▶ DATA RECORDS
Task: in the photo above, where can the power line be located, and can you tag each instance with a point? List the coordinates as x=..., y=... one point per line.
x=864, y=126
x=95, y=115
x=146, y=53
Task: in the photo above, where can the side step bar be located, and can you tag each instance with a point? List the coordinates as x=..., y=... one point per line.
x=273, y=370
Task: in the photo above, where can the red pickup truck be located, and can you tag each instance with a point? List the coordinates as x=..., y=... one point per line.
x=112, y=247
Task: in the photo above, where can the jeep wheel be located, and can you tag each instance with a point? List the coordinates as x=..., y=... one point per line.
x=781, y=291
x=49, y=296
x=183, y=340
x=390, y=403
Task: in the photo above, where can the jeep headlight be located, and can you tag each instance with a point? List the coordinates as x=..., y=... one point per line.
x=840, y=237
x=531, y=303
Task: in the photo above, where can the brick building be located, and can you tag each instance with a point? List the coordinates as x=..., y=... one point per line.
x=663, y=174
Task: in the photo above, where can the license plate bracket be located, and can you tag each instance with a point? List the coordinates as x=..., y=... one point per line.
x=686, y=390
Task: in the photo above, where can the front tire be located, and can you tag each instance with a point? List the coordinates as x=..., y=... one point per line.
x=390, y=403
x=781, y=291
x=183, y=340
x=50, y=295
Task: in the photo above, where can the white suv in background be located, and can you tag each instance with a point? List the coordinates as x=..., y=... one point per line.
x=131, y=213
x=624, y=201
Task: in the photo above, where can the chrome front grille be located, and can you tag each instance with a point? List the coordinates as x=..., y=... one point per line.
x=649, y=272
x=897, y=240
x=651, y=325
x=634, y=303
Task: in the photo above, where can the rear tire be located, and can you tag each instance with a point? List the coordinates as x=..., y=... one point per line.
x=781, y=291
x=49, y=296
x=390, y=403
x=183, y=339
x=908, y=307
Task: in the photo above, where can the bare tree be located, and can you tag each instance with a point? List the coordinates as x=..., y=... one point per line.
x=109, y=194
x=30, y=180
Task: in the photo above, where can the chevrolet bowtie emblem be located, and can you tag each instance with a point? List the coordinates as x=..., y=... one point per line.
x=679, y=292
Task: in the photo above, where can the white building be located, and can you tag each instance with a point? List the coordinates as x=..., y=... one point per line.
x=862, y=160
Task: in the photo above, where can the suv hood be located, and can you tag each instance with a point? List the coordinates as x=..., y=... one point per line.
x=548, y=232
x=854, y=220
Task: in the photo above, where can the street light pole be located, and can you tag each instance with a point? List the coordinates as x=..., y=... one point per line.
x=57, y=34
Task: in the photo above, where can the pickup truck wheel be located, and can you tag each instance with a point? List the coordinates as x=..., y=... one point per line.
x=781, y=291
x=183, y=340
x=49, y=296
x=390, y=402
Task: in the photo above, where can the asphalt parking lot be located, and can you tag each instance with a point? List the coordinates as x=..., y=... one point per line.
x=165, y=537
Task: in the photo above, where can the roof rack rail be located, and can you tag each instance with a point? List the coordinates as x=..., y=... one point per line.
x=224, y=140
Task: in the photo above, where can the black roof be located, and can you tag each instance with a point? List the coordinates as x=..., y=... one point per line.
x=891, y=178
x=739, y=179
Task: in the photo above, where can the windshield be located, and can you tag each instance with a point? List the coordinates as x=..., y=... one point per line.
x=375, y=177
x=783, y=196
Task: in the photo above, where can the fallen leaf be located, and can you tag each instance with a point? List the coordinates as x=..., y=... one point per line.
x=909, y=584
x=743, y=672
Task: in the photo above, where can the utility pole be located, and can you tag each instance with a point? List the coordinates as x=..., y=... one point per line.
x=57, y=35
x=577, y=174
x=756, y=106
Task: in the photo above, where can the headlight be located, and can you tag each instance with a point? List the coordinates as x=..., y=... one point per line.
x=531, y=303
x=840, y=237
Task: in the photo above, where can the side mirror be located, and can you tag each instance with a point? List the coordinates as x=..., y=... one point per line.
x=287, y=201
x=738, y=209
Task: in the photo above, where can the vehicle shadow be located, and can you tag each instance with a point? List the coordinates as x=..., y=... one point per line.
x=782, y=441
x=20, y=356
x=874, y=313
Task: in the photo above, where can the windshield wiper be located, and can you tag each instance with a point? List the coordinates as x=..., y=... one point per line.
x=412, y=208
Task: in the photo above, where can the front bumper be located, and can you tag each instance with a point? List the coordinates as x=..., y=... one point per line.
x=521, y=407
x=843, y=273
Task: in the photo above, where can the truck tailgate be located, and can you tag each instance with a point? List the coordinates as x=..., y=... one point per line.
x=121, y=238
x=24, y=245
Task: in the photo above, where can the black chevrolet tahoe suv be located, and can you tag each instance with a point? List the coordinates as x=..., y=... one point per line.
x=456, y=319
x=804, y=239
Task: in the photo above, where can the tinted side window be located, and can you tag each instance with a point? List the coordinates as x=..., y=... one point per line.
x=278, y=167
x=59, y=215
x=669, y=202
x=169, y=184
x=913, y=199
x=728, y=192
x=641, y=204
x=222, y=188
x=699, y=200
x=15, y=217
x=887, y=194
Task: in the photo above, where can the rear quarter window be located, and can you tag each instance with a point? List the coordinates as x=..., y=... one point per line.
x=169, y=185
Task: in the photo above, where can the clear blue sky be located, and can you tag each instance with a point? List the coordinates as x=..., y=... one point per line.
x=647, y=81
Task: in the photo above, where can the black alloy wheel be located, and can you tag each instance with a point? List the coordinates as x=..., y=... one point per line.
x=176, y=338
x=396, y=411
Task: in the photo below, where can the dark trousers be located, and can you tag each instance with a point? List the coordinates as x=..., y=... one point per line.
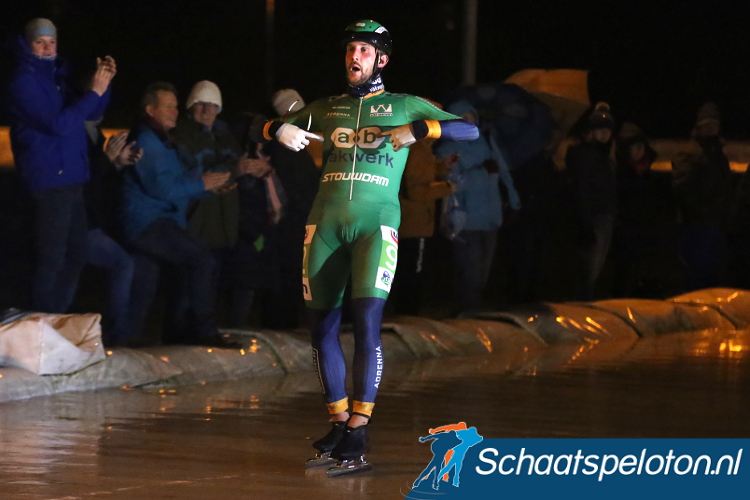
x=102, y=251
x=60, y=242
x=165, y=243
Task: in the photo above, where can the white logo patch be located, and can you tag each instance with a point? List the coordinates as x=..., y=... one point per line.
x=381, y=110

▶ WHAT YOU ARE ASKED TO DO
Give the rows again from the line that contains "Task: in the photo above, where can the street" through the line that contains "x=739, y=179", renaming "asphalt parking lot" to "paved parking area" and changing nothing else.

▶ FINAL RESULT
Task: in the photo above, where can the street light pole be located, and can you tag each instance with a point? List the coordinates as x=..., y=... one point per line.
x=57, y=34
Task: in the photo above, where can the pickup truck wheel be located, and can you tag each instance with a point? List the coordinates as x=..., y=... one point per line.
x=781, y=291
x=183, y=340
x=49, y=296
x=390, y=402
Task: in the photo above, where can the paved parking area be located, and can you tag each instance with a point? List the coordinates as x=..., y=... one point per line.
x=165, y=537
Task: in the photo above, where can the roof rack rail be located, and can you tag each instance with a point? List the coordinates as x=..., y=... one point per line.
x=224, y=140
Task: in the photo above, where can the black roof be located, and can you tag each instance with a point? List the coordinates as x=..., y=... one point per line.
x=891, y=178
x=739, y=179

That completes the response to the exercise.